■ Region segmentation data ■
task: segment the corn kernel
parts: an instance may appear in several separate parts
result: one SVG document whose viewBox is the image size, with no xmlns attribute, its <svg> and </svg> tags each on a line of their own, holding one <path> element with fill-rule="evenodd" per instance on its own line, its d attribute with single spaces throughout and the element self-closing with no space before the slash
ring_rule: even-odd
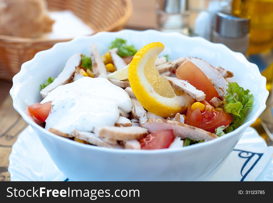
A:
<svg viewBox="0 0 273 203">
<path fill-rule="evenodd" d="M 205 105 L 200 102 L 197 102 L 192 104 L 191 108 L 192 110 L 194 110 L 198 108 L 199 108 L 200 111 L 202 111 L 205 109 Z"/>
<path fill-rule="evenodd" d="M 79 71 L 80 74 L 81 75 L 82 75 L 83 76 L 88 76 L 88 75 L 86 73 L 86 72 L 84 71 L 84 70 L 83 69 L 80 69 Z"/>
<path fill-rule="evenodd" d="M 83 143 L 84 144 L 84 141 L 83 140 L 80 140 L 79 139 L 78 139 L 77 138 L 74 138 L 74 141 L 76 141 L 76 142 L 80 142 L 81 143 Z"/>
<path fill-rule="evenodd" d="M 105 54 L 105 58 L 106 59 L 106 64 L 108 63 L 113 63 L 112 58 L 111 56 L 111 54 L 109 52 L 106 52 Z"/>
<path fill-rule="evenodd" d="M 91 78 L 95 78 L 95 76 L 94 75 L 94 73 L 90 69 L 87 69 L 86 70 L 86 73 L 88 75 L 88 76 Z"/>
<path fill-rule="evenodd" d="M 108 63 L 105 65 L 105 67 L 106 68 L 106 70 L 107 71 L 109 71 L 110 72 L 113 72 L 116 70 L 116 67 L 112 63 Z"/>
</svg>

■ Task brief ■
Reproduce the rows above, substituting "maize kernel" for every occurrence of "corn kernel" and leaving all other text unchanged. Omit the pictures from your answer.

■ Solved problem ■
task: segment the maize kernel
parts: an instance may appear in several separate parts
result: one SVG document whose viewBox is the image size, with no xmlns attribute, its <svg> and </svg> tags each on a line of their own, holding one <path> element with fill-rule="evenodd" per instance on its own line, its d attribute with single spaces throughout and the element self-closing with no space before the slash
ring_rule: even-odd
A:
<svg viewBox="0 0 273 203">
<path fill-rule="evenodd" d="M 205 105 L 200 102 L 197 102 L 192 104 L 191 108 L 192 110 L 194 110 L 198 108 L 199 108 L 200 111 L 202 111 L 205 109 Z"/>
<path fill-rule="evenodd" d="M 79 71 L 80 74 L 81 75 L 82 75 L 83 76 L 88 76 L 88 75 L 86 73 L 86 72 L 84 71 L 84 70 L 83 69 L 80 69 Z"/>
<path fill-rule="evenodd" d="M 83 143 L 84 144 L 84 141 L 83 140 L 80 140 L 79 139 L 78 139 L 77 138 L 74 138 L 74 141 L 76 141 L 76 142 L 80 142 L 81 143 Z"/>
<path fill-rule="evenodd" d="M 105 54 L 105 58 L 106 59 L 106 64 L 108 63 L 113 63 L 112 58 L 111 56 L 111 54 L 109 52 L 106 52 Z"/>
<path fill-rule="evenodd" d="M 91 78 L 95 78 L 95 76 L 94 75 L 94 73 L 90 69 L 87 69 L 86 70 L 86 73 L 88 75 L 88 76 Z"/>
<path fill-rule="evenodd" d="M 108 63 L 105 65 L 105 67 L 106 68 L 106 70 L 107 71 L 109 71 L 110 72 L 113 72 L 116 70 L 116 67 L 112 63 Z"/>
</svg>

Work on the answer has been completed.